Going from structural formula to line angle formula.
Carbons are represented by vertices and hydrogens are not shown.
Find the longest continuous carbon chain (can be vertical, horizontal, etc). The name of the parent chain will start with a prefix signifying the number of carbons in the chain and end with "ane"
2.Number your parent chain from the end closest to the first substituent.
3. If there are multiple substituents in equivalent positions from both ends. Start numbering from the end that has the substituent with lowest alphabetical order.
Ethyl starts with e which is alphabetically before m (methyl). So we number from the right end in this case.
4. Once you numbered the parent chain, it is time to name the substituents (groups that come off of the parent chain.) Substituents are named with a number (identifying the carbon to which the substituent is attached) followed by name. Alkyl substituents are named with a prefix (for the number of carbons) followed by ending "yl"
5. If there are multiple substituents with the same name, use prefixes di, tri, tetra.
6. Put the name together with the name of substituents first followed by the name of the parent chain. Substituents must go in alphabetical order. The prefixes di, tri, tetra.. are not used in alphabetizing.
7. Where there are two or more parent chains of identical length, choose the parent
chain with the greater number of substituents.
Write the IUPAC and common names for these alkanes.
Constitutional isomers are molecules with the same molecular formula but different structure.
As you can see both molecules above have the same formula, C4H10. However, they have a different structure and connection. Their names would be different as well: butane versus 2-methylpropane. They are constitutional isomers.
Newman projection is a short hand way to represent a molecule.
You can imagine standing in front of the molecule and looking at carbon 1 like the person on the top left. The carbon has group a on top as shown in the Newman projection, group b to the right and group c to the left. Behind carbon 1 is carbon 2. The person can't see it but can see the attachment that it has: t to the left, e to the left and d at the bottom. When the groups on the two carbons are spread out, the conformation is called staggered. When they are right behind one another, like the second molecule, the conformation is called eclipsed.
Staggered conformation is always more stable and lower in energy than eclipsed.
Cyclohexane can adopt a lot of different conformations but there is one in particular that relieves both its angular and torsional strain. That conformation is called a chair.
Let's first learn how to draw a chair conformation.
Positions that are straight up or straight down are axial and those that ar eon a diagonal are equatorial.
It is also important to know which positions on the chair are up and which are down.
Practice: Draw the most stable chair conformation of cis -1,2- dimethyl cyclohexane and trans -1,2-dimethyl cyclohexane
Draw the cyclohexane with the groups on it. Cis means both are either wedge or dash (choose either one).Trans means one is wedge and another is dash.
Draw the chair and number the carbons on it 1 through 6 where 1 is on the top right going clockwise. Add substituted to the chair. Wedge= UP and dash= DOWN. If not sure, look at the up and down positions from the guideline above.
Draw the flipped chair and give 1 to the bottom right carbon. Add substituents.
Label all substituents as axial or equatorial. The one with more equatorial groups or with bigger groups being equatorial is most stable/lowest energy.

========================================================================

• **Given exercise 1**
In the text on naming alkanes, rewrite the passage starting at "7. Where there" and ending at "but different structure.", replacing "alkanes" with "hydrocarbons".
• **Given exercise 2**
Translate this sentence from the text on naming alkanes into Spanish: "Staggered conformation is always more stable and lower in energy than eclipsed."
• **Given exercise 3**
According to the text on naming alkanes, what is the cyclohexane conformation that relieves both angular and torsional strain called?

• **Material provided**
========================================================================

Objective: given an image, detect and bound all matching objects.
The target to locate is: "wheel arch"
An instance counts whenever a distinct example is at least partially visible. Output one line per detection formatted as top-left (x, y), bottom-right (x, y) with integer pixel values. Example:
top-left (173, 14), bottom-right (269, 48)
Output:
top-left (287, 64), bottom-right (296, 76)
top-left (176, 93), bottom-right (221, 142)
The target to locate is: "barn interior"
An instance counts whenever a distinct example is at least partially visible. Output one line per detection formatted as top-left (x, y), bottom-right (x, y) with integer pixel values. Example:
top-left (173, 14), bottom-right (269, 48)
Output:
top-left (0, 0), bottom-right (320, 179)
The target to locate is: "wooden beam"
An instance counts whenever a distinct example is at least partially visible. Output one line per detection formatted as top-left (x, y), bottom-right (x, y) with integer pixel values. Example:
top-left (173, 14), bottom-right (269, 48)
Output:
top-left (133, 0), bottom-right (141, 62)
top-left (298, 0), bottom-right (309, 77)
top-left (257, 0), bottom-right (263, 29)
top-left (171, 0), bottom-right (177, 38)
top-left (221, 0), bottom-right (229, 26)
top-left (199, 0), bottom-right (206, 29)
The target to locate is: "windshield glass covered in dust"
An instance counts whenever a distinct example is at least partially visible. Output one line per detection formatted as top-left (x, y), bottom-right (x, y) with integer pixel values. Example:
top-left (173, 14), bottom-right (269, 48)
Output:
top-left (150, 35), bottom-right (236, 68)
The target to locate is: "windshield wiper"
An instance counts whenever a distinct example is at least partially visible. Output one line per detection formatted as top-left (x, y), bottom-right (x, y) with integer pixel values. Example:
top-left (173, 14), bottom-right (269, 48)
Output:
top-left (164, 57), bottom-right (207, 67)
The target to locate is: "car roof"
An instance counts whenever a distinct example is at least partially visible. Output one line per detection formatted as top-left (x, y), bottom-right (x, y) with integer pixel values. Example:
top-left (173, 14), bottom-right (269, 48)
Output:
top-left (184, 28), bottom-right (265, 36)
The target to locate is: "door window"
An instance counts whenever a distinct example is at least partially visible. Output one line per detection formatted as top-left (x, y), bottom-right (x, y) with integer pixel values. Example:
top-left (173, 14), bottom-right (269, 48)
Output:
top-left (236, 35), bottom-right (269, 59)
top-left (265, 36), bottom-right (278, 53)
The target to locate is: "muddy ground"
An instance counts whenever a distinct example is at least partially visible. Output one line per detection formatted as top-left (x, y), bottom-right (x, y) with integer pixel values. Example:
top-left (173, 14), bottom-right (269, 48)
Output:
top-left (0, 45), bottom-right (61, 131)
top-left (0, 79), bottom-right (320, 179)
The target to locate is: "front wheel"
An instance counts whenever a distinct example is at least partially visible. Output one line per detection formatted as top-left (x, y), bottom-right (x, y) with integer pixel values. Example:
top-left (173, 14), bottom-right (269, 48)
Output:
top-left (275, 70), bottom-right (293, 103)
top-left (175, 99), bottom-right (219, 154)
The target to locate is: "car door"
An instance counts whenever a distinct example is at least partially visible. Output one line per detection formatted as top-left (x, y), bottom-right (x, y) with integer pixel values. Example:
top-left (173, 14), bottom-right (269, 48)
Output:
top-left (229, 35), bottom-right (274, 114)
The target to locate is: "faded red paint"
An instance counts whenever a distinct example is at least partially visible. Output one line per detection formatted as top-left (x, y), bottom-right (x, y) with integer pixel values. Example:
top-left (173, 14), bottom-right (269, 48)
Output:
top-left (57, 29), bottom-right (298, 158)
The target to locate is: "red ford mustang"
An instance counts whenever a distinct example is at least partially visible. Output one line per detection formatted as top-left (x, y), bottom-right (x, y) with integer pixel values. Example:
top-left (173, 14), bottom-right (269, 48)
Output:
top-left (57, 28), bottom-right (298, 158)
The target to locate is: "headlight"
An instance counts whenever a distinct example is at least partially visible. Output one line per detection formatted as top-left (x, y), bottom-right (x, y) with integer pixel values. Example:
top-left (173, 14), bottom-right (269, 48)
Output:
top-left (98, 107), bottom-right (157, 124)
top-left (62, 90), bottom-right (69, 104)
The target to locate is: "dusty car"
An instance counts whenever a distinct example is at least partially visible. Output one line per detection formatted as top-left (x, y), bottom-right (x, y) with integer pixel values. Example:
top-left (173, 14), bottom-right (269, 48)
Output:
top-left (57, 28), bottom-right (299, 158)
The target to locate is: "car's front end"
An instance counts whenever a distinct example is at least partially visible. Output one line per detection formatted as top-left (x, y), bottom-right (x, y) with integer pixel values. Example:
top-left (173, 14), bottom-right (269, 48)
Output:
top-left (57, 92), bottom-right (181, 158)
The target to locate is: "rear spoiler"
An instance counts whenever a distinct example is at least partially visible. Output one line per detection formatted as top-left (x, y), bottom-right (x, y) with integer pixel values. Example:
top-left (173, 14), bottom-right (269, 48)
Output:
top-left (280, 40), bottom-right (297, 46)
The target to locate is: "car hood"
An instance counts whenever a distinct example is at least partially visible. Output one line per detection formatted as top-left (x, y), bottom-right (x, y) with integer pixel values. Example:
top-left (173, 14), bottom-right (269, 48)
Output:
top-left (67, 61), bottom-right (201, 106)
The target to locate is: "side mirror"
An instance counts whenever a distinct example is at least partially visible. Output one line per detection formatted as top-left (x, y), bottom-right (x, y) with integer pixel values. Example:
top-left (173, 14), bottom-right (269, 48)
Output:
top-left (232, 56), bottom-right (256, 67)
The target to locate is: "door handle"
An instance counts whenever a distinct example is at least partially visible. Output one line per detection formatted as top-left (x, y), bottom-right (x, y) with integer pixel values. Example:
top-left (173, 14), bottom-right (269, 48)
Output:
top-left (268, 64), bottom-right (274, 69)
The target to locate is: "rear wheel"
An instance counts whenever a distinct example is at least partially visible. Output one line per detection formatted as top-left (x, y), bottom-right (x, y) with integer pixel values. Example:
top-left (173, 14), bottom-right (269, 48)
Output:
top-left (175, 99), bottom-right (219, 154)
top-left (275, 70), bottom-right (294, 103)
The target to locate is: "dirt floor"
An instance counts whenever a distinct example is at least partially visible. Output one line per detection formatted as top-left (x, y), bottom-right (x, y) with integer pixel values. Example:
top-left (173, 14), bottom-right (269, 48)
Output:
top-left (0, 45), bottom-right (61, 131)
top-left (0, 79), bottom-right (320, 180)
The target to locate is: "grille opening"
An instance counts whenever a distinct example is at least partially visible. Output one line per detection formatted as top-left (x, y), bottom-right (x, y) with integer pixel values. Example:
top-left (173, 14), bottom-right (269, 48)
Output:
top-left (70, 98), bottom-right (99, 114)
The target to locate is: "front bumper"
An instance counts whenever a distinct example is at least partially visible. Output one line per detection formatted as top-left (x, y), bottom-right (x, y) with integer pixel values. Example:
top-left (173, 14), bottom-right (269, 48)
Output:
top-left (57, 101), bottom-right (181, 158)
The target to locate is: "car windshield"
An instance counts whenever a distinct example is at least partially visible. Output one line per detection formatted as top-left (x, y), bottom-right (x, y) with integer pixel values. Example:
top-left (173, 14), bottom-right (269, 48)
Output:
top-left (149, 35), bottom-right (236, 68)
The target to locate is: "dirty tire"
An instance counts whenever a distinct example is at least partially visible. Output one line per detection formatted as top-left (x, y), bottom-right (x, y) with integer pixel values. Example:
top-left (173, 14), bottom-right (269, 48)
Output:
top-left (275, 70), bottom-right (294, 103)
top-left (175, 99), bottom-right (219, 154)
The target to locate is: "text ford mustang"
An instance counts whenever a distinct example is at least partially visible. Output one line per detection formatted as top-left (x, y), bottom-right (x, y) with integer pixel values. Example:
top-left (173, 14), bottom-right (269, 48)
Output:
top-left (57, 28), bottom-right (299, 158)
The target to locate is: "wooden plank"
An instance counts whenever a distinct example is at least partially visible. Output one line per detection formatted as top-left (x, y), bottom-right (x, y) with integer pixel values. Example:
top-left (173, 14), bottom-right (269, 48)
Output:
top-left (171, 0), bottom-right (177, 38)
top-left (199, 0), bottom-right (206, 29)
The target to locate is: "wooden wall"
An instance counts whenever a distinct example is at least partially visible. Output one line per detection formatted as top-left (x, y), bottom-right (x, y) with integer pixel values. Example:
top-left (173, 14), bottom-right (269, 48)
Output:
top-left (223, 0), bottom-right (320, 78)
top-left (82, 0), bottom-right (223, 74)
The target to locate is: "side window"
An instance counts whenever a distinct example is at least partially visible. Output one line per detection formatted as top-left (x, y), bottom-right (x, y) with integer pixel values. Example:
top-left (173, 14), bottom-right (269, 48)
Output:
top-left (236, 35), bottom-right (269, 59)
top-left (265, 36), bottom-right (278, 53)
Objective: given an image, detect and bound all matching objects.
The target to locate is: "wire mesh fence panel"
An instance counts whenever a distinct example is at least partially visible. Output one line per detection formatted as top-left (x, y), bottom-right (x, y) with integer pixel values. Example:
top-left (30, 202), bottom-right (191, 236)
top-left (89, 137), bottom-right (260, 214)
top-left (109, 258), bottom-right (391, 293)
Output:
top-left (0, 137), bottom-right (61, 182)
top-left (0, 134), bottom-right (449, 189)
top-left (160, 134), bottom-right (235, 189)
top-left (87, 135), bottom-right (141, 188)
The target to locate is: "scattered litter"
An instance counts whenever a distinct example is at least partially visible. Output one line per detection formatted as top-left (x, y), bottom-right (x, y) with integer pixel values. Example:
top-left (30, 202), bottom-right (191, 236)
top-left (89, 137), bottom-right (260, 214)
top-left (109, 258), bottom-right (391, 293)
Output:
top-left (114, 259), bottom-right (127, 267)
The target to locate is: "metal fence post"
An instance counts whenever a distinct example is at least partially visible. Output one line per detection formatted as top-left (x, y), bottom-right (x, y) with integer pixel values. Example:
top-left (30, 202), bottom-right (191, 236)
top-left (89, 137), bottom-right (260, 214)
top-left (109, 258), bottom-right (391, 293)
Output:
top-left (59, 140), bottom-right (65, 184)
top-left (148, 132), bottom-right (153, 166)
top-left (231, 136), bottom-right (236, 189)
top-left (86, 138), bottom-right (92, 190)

========================================================================

• **Full solution 1**
7. Where there are two or more parent chains of identical length, choose the parent
chain with the greater number of substituents.
Write the IUPAC and common names for these hydrocarbons.
Constitutional isomers are molecules with the same molecular formula but different structure.

• **Full solution 2**
La conformación alternada es siempre más estable y de menor energía que la eclipsada.

• **Full solution 3**
It is called a chair.